## 抽出テキスト
****

SaaS ビジネスにとって価格戦略ほど重要なことはありません。価格設定は、新商品にとっての正念場です...それがその企業にとって初めての製品なら、なおさらです。しかし新しいスタートアップが企業向け製品の価格設定に関して、「お金儲け」をし損ねるのを、私は頻繁に見てきました。創業者は、彼らの製品が数十万ドルもの確保につながるとよく言うのですが、その価格設定は、あたかもその商品が数千ドルの確保にしかならないように思えてしまうものも多いのです。
そうなってしまう理由の一つは、価格とプログラムを競合製品と同じように設定しなければいけないと考えてしまうことです。しかし破壊的な変革をもたらす可能性のある製品の場合、これまでの競合他社にならって価格を設定することに囚われることで、利益を出す機会を棒に振るだけでなく、他社製品との違いをアピールできなくなる可能性もあります。

****

## 目標 1
本文のうち「SaaS ビジネスにとって価」で始まり「えてしまうものも多いのです。」まで続く部分を、「スタートアップ」を「新興企業」に修正したうえで示してください。
## 目標 2
本文について、次の問いに答えてください。
(a) 価格設定は新商品にとって何であると述べられていますか。
(b) 創業者は、自社の製品が何につながるとよく言いますか。
(c) 競合他社にならって価格を設定することに囚われると、利益を出す機会を棒に振るほかに、どのような可能性がありますか。
回答には本文の情報だけを使ってください。

****

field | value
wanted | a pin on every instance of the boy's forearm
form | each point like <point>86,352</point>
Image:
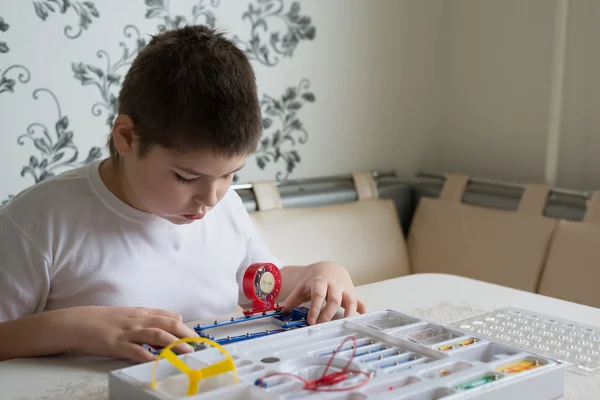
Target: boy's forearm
<point>290,276</point>
<point>36,335</point>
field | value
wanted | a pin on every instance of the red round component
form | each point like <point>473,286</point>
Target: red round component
<point>262,284</point>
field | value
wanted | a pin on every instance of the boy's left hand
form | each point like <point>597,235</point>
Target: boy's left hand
<point>327,283</point>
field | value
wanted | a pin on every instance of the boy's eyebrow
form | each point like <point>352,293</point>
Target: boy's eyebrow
<point>192,172</point>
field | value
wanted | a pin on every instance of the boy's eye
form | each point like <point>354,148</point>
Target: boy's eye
<point>181,179</point>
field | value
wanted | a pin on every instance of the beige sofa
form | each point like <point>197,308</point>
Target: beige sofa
<point>521,248</point>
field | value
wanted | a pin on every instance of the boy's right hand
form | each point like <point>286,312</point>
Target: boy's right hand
<point>119,332</point>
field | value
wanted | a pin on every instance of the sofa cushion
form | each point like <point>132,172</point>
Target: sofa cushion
<point>364,236</point>
<point>497,246</point>
<point>572,269</point>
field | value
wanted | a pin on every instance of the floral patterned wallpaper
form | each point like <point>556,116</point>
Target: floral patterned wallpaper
<point>62,63</point>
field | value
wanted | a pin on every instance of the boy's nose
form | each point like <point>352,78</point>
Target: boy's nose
<point>208,197</point>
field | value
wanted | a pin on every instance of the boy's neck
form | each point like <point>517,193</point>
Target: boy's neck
<point>115,183</point>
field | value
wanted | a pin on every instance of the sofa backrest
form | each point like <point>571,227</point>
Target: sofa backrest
<point>497,246</point>
<point>364,236</point>
<point>572,269</point>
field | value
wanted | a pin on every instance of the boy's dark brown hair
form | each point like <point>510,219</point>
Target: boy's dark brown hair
<point>192,89</point>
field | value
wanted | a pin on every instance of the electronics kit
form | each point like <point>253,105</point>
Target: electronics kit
<point>379,355</point>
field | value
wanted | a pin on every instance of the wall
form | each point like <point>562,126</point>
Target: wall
<point>497,57</point>
<point>359,83</point>
<point>579,158</point>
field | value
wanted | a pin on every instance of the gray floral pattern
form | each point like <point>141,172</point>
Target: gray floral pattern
<point>161,9</point>
<point>3,28</point>
<point>85,10</point>
<point>275,29</point>
<point>108,79</point>
<point>283,129</point>
<point>7,84</point>
<point>299,28</point>
<point>54,153</point>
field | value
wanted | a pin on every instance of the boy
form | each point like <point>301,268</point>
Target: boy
<point>107,257</point>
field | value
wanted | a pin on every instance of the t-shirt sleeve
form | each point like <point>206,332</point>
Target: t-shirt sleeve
<point>24,273</point>
<point>257,250</point>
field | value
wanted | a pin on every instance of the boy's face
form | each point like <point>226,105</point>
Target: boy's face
<point>178,188</point>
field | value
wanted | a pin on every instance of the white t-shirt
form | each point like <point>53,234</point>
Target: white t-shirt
<point>69,241</point>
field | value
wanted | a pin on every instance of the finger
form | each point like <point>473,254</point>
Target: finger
<point>158,338</point>
<point>174,327</point>
<point>362,308</point>
<point>135,352</point>
<point>317,296</point>
<point>334,300</point>
<point>297,297</point>
<point>159,312</point>
<point>350,304</point>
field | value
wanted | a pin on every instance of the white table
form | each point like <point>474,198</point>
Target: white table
<point>436,297</point>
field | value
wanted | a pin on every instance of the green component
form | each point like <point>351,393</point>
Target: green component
<point>476,383</point>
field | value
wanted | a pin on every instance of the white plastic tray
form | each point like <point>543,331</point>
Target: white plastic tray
<point>422,350</point>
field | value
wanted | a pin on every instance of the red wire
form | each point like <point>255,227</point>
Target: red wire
<point>331,379</point>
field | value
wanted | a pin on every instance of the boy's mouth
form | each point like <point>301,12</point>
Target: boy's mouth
<point>193,216</point>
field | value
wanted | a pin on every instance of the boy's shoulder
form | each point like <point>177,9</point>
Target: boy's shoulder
<point>51,197</point>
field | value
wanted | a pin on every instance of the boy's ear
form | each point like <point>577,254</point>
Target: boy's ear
<point>124,135</point>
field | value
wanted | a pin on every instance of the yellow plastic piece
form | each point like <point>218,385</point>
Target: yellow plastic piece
<point>196,375</point>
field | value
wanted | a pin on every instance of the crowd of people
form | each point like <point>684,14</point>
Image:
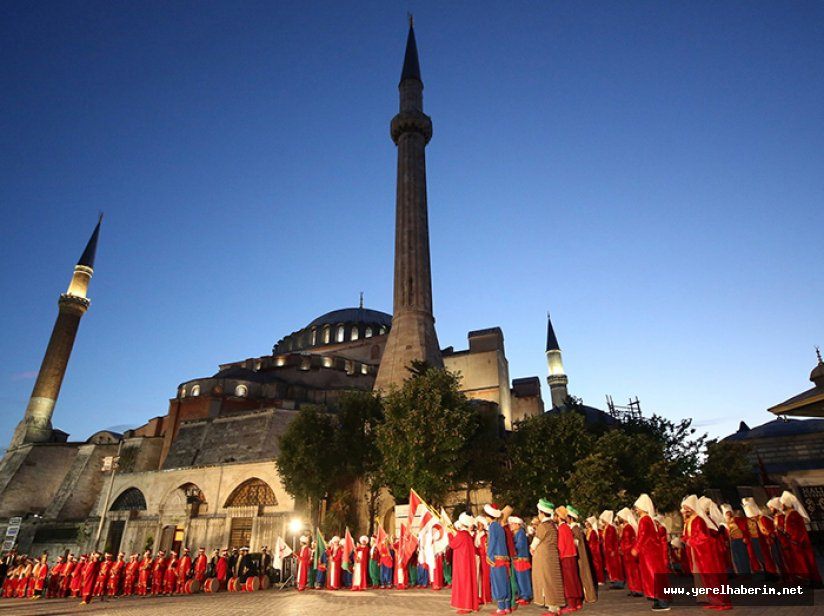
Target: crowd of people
<point>102,575</point>
<point>558,560</point>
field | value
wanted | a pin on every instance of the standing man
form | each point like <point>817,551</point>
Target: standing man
<point>547,580</point>
<point>497,557</point>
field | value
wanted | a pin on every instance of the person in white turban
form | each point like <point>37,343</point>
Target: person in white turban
<point>801,563</point>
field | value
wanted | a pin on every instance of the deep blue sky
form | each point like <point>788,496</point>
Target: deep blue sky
<point>651,172</point>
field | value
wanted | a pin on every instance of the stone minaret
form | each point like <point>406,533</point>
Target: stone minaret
<point>412,336</point>
<point>36,425</point>
<point>557,379</point>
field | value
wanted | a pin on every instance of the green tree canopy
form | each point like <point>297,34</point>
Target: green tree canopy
<point>423,439</point>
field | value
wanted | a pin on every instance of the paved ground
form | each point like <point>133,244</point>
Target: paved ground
<point>368,603</point>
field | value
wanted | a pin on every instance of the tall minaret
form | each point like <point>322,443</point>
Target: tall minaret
<point>36,425</point>
<point>412,336</point>
<point>557,379</point>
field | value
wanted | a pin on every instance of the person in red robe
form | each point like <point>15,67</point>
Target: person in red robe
<point>170,575</point>
<point>144,574</point>
<point>184,571</point>
<point>103,576</point>
<point>304,560</point>
<point>158,573</point>
<point>612,549</point>
<point>334,562</point>
<point>704,556</point>
<point>222,569</point>
<point>116,575</point>
<point>201,563</point>
<point>130,575</point>
<point>654,569</point>
<point>802,565</point>
<point>360,569</point>
<point>627,525</point>
<point>464,595</point>
<point>90,573</point>
<point>484,581</point>
<point>593,538</point>
<point>568,552</point>
<point>76,584</point>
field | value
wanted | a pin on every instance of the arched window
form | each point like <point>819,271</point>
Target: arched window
<point>130,500</point>
<point>253,492</point>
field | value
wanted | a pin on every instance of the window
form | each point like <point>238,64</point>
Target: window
<point>130,500</point>
<point>250,493</point>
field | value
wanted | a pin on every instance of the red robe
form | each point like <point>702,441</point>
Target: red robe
<point>184,567</point>
<point>201,562</point>
<point>360,568</point>
<point>304,563</point>
<point>130,577</point>
<point>801,558</point>
<point>630,562</point>
<point>334,560</point>
<point>144,576</point>
<point>568,552</point>
<point>612,554</point>
<point>485,582</point>
<point>651,563</point>
<point>115,574</point>
<point>90,572</point>
<point>594,541</point>
<point>464,572</point>
<point>705,558</point>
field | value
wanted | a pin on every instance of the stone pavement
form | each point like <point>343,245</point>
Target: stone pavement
<point>367,603</point>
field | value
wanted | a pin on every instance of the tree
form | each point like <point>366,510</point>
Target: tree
<point>727,465</point>
<point>422,441</point>
<point>543,451</point>
<point>306,462</point>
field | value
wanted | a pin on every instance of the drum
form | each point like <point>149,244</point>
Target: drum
<point>252,584</point>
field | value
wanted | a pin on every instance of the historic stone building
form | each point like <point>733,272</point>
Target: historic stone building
<point>203,473</point>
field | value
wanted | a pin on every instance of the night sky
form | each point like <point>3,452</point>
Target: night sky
<point>650,172</point>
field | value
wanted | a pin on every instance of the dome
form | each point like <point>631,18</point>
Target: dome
<point>342,326</point>
<point>353,315</point>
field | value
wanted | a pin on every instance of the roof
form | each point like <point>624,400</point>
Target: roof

****

## 完全な解答 1
SaaS ビジネスにとって価格戦略ほど重要なことはありません。価格設定は、新商品にとっての正念場です...それがその企業にとって初めての製品なら、なおさらです。しかし新しい新興企業が企業向け製品の価格設定に関して、「お金儲け」をし損ねるのを、私は頻繁に見てきました。創業者は、彼らの製品が数十万ドルもの確保につながるとよく言うのですが、その価格設定は、あたかもその商品が数千ドルの確保にしかならないように思えてしまうものも多いのです。

## 完全な解答 2
(a) 正念場
(b) 数十万ドルもの確保
(c) 他社製品との違いをアピールできなくなる可能性